_WORK TASK_
Every entry should appear in your answer exactly as it does here.

MATERIAL PROVIDED section start

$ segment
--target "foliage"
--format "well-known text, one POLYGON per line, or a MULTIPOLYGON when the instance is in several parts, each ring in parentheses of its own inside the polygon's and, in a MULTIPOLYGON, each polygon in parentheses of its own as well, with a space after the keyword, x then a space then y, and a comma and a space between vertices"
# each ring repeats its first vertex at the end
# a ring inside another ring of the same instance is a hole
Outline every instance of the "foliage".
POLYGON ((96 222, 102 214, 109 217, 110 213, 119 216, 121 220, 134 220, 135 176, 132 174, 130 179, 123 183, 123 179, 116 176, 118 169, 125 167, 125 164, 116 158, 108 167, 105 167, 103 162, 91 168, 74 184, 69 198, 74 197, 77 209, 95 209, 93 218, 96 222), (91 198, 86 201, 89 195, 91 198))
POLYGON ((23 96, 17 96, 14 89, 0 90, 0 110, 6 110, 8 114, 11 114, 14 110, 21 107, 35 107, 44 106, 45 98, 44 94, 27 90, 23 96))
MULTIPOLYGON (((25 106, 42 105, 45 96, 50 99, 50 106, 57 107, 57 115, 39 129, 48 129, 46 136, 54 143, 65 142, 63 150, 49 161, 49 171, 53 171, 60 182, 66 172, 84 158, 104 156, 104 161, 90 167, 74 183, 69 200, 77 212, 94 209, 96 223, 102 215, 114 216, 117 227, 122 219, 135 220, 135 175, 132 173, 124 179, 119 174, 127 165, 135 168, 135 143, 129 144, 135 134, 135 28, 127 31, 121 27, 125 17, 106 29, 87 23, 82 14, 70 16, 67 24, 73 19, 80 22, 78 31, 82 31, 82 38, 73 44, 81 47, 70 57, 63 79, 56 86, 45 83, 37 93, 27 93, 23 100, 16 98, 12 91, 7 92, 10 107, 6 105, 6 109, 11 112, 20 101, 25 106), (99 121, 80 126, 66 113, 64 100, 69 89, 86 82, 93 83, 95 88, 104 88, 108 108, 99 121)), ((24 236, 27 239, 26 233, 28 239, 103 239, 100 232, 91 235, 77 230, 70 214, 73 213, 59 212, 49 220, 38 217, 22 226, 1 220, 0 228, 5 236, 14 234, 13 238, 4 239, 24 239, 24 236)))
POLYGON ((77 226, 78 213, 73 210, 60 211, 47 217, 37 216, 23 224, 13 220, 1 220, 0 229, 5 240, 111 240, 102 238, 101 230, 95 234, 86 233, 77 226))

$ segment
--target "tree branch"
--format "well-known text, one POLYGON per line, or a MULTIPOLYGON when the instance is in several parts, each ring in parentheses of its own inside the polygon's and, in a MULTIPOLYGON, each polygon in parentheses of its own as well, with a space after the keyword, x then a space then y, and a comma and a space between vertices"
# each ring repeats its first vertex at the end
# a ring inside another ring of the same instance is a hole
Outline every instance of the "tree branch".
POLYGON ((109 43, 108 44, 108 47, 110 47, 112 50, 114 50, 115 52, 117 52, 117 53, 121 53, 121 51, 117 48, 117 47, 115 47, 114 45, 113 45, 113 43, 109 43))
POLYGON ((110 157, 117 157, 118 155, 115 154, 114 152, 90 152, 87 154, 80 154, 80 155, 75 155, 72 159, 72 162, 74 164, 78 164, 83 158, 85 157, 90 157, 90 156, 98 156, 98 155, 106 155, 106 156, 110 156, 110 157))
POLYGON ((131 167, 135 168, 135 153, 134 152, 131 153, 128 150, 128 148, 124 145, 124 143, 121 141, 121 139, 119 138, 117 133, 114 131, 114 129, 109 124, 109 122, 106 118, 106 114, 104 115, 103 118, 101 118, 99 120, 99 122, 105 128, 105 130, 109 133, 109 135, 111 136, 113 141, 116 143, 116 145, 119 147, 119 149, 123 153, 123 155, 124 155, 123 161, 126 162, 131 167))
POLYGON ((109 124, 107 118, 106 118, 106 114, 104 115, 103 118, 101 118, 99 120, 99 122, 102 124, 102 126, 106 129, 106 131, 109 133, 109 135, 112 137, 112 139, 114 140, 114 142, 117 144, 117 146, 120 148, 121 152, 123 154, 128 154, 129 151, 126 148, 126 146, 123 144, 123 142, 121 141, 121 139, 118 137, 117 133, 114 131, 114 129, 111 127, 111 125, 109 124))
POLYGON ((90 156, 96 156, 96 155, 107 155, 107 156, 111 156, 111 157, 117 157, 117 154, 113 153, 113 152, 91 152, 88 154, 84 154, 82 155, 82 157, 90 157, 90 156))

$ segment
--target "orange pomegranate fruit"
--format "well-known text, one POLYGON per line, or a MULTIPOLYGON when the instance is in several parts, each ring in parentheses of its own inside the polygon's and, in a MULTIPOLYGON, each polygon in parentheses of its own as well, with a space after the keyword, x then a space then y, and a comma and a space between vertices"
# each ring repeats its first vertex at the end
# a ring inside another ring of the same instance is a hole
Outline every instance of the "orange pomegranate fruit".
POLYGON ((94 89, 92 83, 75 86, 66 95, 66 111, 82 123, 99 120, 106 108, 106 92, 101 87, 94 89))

MATERIAL PROVIDED section end

_EXERCISE SOLUTION_
$ segment
--target "foliage"
--format "well-known text, one POLYGON per line, or a MULTIPOLYGON when the instance is in several parts, each ring in parentheses of its own inside the polygon's and, in a MULTIPOLYGON, each polygon in parentheses of its own as well, with a space after the keyword, x then a space then y, and a comma and a space between vertices"
# each ring repeats its first vertex at the end
# a ring inside another ring of the same instance is a hole
Outline every instance of the "foliage".
POLYGON ((96 222, 102 214, 109 217, 110 213, 119 216, 121 220, 134 220, 135 176, 132 174, 130 179, 123 183, 123 179, 116 176, 118 169, 125 167, 125 164, 116 158, 108 167, 105 167, 103 162, 91 168, 74 184, 69 198, 74 197, 77 209, 95 209, 93 218, 96 222), (91 198, 86 201, 89 195, 91 198))
POLYGON ((23 96, 17 96, 14 89, 0 90, 0 110, 6 110, 8 114, 11 114, 14 110, 21 107, 35 107, 44 106, 45 98, 44 94, 27 90, 23 96))
MULTIPOLYGON (((25 106, 42 105, 45 96, 50 99, 50 106, 57 107, 57 115, 39 129, 48 129, 46 136, 54 143, 65 142, 63 150, 49 161, 49 171, 53 171, 60 182, 66 172, 84 158, 104 156, 104 161, 90 167, 74 183, 69 200, 77 212, 94 209, 96 223, 102 215, 114 216, 117 227, 122 219, 135 220, 135 175, 132 173, 124 179, 119 174, 127 165, 135 168, 135 143, 129 144, 135 134, 135 28, 127 31, 121 27, 125 17, 106 29, 87 23, 82 14, 70 16, 67 24, 73 19, 80 22, 78 31, 82 31, 82 38, 73 44, 81 47, 70 57, 63 79, 56 86, 45 83, 37 93, 27 93, 23 100, 16 98, 12 91, 7 92, 10 107, 6 105, 6 109, 11 112, 20 101, 25 106), (99 121, 80 126, 66 113, 64 100, 69 89, 86 82, 93 83, 95 88, 104 88, 108 108, 99 121)), ((24 236, 27 239, 26 233, 28 239, 103 239, 100 232, 91 235, 77 230, 70 214, 73 213, 59 212, 49 220, 38 217, 22 226, 1 220, 0 228, 5 236, 14 234, 13 238, 4 239, 24 239, 24 236)))
POLYGON ((77 226, 78 213, 73 210, 60 211, 47 217, 37 216, 23 224, 13 220, 1 220, 0 229, 5 240, 111 240, 102 238, 101 230, 95 234, 86 233, 77 226))

$ segment
--target "tree branch"
--format "well-known text, one POLYGON per line, or a MULTIPOLYGON when the instance is in several parts, each ring in parentheses of its own inside the polygon's and, in a MULTIPOLYGON, each polygon in parentheses of its own as well, with a space after the keyword, x then a space then y, and a comma and a space between vertices"
# each ring repeats its first vertex at the end
# a ring inside another ring of the same instance is a hole
Outline every instance of the "tree branch".
POLYGON ((109 43, 108 44, 108 47, 110 47, 112 50, 114 50, 115 52, 117 52, 117 53, 121 53, 121 51, 117 48, 117 47, 115 47, 114 45, 113 45, 113 43, 109 43))
POLYGON ((110 157, 117 157, 118 155, 115 154, 114 152, 90 152, 87 154, 80 154, 80 155, 75 155, 72 159, 72 162, 74 164, 78 164, 83 158, 85 157, 90 157, 90 156, 98 156, 98 155, 106 155, 106 156, 110 156, 110 157))
POLYGON ((131 167, 135 168, 135 153, 134 152, 131 153, 128 150, 128 148, 124 145, 124 143, 121 141, 121 139, 119 138, 117 133, 114 131, 114 129, 109 124, 109 122, 106 118, 106 114, 104 115, 103 118, 101 118, 99 120, 99 122, 105 128, 105 130, 109 133, 109 135, 111 136, 113 141, 116 143, 116 145, 119 147, 119 149, 123 153, 123 155, 124 155, 123 161, 126 162, 131 167))
POLYGON ((109 124, 107 118, 106 118, 106 114, 104 115, 103 118, 101 118, 99 120, 99 122, 102 124, 102 126, 106 129, 106 131, 109 133, 109 135, 112 137, 112 139, 114 140, 114 142, 117 144, 117 146, 120 148, 121 152, 123 154, 128 154, 129 151, 126 148, 126 146, 123 144, 123 142, 121 141, 121 139, 118 137, 117 133, 114 131, 114 129, 111 127, 111 125, 109 124))
POLYGON ((90 156, 96 156, 96 155, 107 155, 107 156, 111 156, 111 157, 117 157, 117 154, 113 153, 113 152, 91 152, 88 154, 84 154, 82 155, 82 157, 90 157, 90 156))

$ segment
--target "orange pomegranate fruit"
--format "well-known text, one POLYGON per line, or a MULTIPOLYGON when the instance is in several parts, each ring in parentheses of its own inside the polygon's and, in a MULTIPOLYGON, each polygon in parentheses of its own as well, with a space after the keyword, x then a space then y, and a comma and a space between vertices"
# each ring repeats its first vertex at the end
# a ring inside another ring of the same instance is a hole
Outline every instance of the "orange pomegranate fruit".
POLYGON ((94 89, 92 83, 75 86, 66 95, 66 111, 82 123, 99 120, 106 108, 106 92, 101 87, 94 89))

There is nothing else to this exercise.